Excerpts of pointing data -

____

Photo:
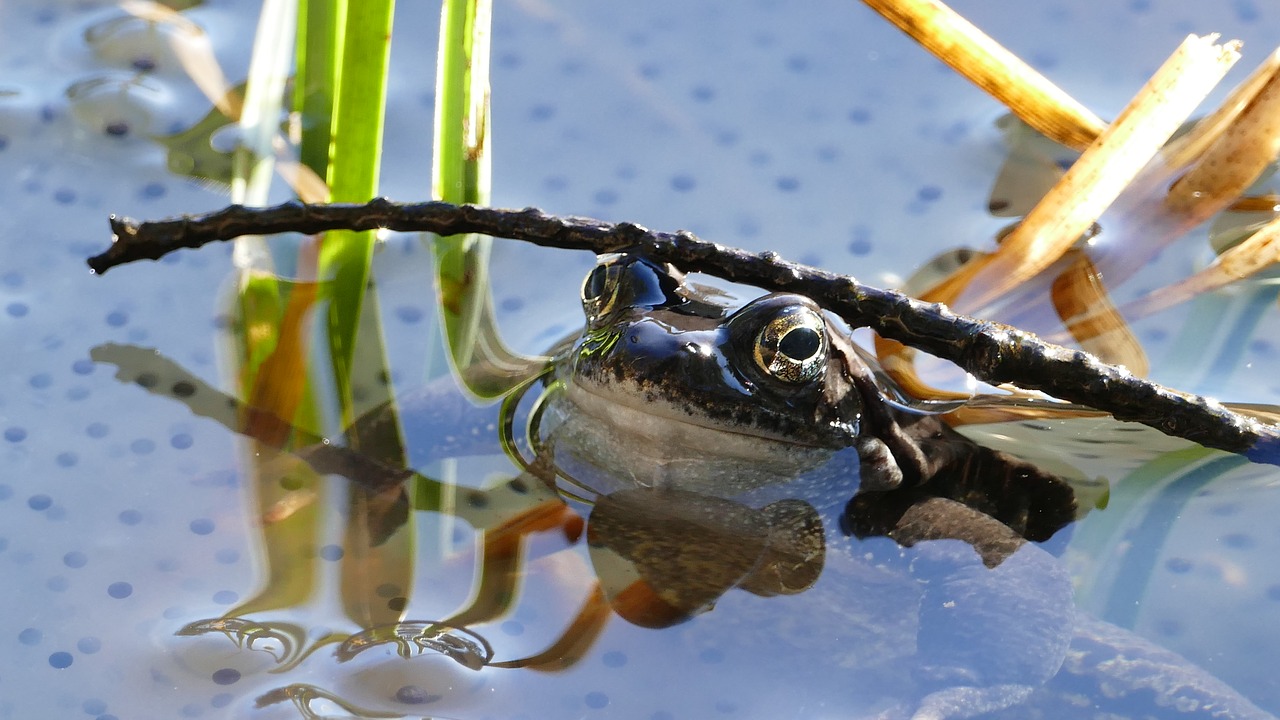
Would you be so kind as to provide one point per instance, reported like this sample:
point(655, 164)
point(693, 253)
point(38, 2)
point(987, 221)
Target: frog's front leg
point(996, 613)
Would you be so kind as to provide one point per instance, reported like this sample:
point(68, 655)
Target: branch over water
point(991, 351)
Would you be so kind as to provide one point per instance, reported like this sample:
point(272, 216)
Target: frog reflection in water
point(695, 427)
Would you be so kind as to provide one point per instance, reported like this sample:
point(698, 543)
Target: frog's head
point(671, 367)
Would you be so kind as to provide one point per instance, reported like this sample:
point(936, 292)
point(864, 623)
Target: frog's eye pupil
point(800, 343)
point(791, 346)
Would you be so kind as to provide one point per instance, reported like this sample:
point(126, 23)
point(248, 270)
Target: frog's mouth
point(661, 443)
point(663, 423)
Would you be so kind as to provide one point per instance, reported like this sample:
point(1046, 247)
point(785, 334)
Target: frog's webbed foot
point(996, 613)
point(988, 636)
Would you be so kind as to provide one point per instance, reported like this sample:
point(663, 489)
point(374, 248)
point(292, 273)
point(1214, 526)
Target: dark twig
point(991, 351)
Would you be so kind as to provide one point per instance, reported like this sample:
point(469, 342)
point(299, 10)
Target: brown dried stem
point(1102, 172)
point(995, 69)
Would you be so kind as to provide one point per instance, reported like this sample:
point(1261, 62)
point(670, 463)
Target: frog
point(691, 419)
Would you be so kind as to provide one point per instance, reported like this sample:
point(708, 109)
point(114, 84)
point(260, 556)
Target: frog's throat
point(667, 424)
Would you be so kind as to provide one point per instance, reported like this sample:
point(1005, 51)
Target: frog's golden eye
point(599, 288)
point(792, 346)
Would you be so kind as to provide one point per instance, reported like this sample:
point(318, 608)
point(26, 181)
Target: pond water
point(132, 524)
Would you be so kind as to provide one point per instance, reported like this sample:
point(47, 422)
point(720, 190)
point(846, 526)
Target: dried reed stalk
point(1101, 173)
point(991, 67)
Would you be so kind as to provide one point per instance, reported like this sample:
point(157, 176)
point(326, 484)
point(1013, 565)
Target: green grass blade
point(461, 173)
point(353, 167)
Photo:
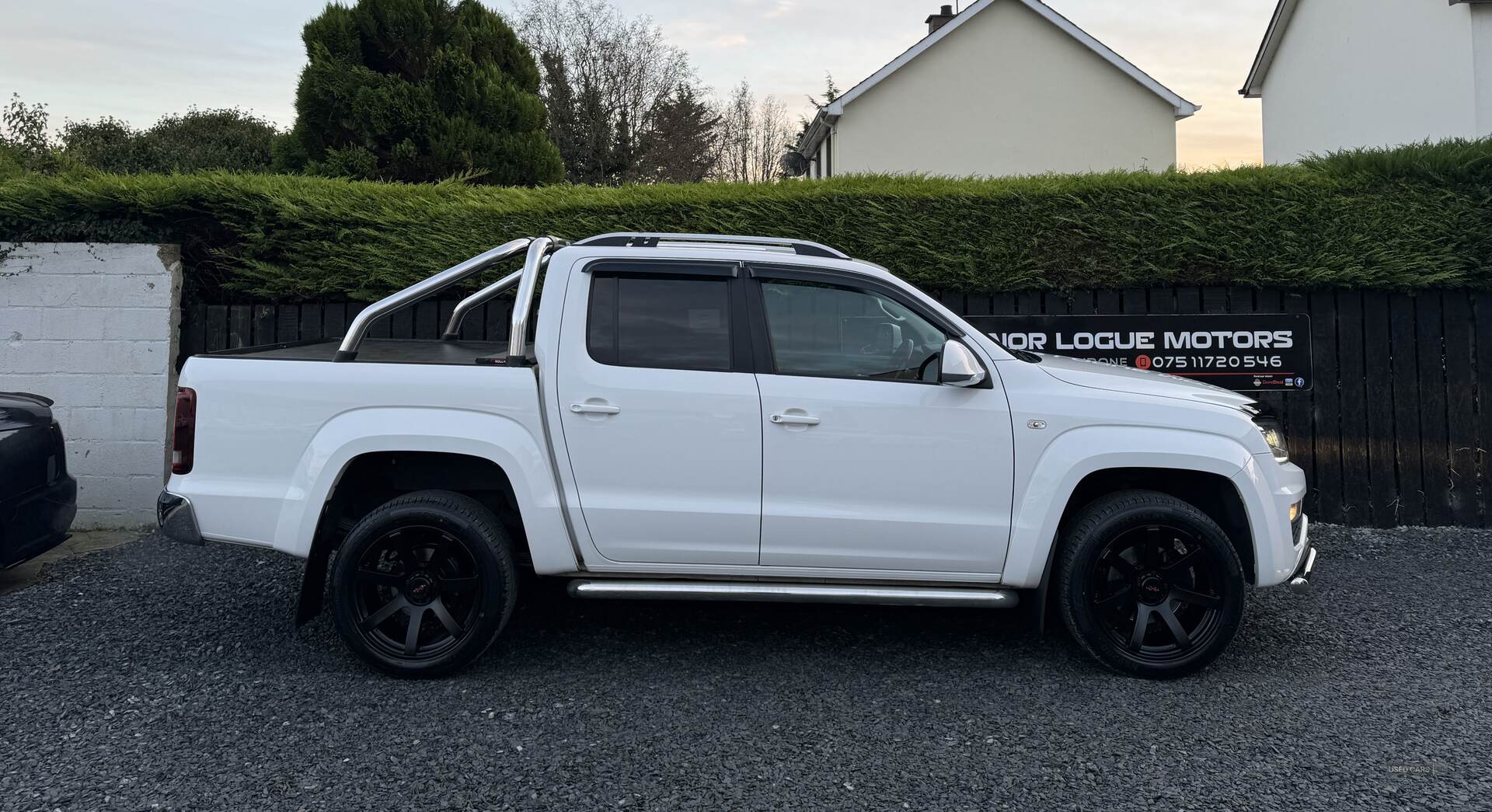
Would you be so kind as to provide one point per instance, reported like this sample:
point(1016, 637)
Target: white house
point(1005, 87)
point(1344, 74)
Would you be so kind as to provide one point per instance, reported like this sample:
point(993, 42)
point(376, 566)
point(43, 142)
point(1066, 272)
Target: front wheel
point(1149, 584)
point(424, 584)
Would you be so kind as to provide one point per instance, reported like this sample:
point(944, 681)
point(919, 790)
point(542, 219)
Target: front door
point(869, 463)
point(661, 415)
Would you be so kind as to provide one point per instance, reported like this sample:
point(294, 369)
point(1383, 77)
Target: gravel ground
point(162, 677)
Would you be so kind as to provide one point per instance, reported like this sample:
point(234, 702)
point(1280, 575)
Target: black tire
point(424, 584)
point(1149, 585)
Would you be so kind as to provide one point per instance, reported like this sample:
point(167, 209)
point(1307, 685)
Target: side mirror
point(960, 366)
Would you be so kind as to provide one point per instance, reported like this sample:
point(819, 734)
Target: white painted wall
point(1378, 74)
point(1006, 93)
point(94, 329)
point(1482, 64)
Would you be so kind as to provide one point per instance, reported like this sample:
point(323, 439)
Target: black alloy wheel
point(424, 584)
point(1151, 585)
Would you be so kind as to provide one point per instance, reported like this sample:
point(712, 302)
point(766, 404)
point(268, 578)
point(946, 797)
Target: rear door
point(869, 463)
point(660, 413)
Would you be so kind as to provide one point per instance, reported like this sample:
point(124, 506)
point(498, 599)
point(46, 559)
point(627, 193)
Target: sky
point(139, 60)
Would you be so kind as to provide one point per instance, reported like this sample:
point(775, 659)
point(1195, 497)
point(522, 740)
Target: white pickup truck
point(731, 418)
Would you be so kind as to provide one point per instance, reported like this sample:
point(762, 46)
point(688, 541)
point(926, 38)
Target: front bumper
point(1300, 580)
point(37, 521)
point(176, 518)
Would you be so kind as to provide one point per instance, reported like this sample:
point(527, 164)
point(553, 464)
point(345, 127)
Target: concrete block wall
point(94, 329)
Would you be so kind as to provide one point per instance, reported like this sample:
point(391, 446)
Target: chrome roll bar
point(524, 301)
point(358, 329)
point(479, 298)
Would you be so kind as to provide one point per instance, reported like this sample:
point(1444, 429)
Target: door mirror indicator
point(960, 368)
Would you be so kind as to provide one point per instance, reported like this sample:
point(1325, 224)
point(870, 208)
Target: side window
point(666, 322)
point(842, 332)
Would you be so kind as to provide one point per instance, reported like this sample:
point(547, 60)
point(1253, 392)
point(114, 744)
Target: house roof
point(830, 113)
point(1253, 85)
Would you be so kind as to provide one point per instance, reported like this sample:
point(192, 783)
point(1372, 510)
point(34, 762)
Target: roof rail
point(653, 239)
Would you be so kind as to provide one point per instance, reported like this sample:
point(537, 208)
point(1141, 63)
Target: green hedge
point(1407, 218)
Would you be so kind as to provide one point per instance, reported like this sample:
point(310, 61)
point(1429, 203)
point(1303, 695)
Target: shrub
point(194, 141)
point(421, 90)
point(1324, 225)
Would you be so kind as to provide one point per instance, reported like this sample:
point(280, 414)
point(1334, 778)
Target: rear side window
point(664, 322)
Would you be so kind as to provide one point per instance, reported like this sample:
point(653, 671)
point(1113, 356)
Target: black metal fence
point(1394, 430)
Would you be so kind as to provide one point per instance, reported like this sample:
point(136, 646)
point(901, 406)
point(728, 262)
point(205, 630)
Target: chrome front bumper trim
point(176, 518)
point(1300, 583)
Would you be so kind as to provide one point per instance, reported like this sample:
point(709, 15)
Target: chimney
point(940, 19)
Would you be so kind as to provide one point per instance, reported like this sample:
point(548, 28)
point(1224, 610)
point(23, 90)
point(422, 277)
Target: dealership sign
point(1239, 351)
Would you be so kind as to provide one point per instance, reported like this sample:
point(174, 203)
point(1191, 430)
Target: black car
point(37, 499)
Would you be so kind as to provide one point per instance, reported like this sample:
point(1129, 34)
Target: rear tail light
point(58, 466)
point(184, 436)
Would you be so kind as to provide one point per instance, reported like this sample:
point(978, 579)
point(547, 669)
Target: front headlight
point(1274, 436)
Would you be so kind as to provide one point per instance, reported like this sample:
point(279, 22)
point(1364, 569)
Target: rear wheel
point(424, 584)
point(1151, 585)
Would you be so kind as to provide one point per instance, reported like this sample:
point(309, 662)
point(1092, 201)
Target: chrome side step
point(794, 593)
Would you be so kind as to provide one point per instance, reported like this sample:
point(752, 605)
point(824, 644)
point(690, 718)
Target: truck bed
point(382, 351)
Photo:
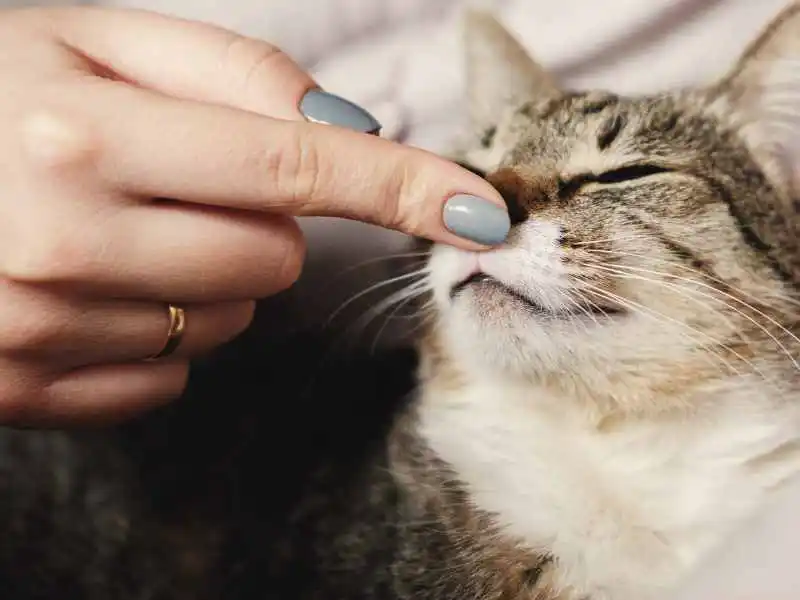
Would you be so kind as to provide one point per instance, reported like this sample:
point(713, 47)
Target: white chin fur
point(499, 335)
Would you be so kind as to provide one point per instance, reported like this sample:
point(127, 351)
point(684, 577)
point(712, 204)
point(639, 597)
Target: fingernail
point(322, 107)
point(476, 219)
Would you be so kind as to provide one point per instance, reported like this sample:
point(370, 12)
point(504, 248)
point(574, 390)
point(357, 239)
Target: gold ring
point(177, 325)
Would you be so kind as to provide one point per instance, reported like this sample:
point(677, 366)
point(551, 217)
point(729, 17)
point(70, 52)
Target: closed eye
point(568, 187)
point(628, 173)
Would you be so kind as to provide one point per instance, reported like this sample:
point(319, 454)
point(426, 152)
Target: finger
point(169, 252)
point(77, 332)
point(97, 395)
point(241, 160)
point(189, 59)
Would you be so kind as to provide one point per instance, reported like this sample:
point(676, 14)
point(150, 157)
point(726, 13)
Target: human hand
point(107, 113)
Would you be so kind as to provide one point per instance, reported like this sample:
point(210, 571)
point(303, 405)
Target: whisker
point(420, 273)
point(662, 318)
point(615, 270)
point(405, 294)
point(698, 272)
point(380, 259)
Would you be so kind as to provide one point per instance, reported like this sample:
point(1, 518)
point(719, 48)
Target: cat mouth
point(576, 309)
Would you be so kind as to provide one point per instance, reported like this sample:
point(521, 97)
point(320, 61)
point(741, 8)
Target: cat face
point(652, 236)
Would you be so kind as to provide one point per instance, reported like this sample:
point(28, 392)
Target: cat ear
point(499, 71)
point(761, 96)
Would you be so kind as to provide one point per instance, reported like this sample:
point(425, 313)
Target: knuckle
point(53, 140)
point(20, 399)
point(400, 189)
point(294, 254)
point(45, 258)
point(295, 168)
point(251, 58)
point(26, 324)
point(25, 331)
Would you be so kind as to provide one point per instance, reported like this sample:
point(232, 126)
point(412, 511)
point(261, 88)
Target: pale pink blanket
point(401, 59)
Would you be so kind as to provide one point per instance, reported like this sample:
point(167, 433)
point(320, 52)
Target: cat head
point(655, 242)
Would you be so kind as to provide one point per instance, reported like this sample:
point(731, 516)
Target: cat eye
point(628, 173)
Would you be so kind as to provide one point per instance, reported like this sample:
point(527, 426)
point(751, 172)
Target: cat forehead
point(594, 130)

____

SHORT TASK -
Select every line of the listing containing the string "mirror", and copy each of those lines out.

PROBLEM SOLUTION -
Target: side mirror
Target: door mirror indicator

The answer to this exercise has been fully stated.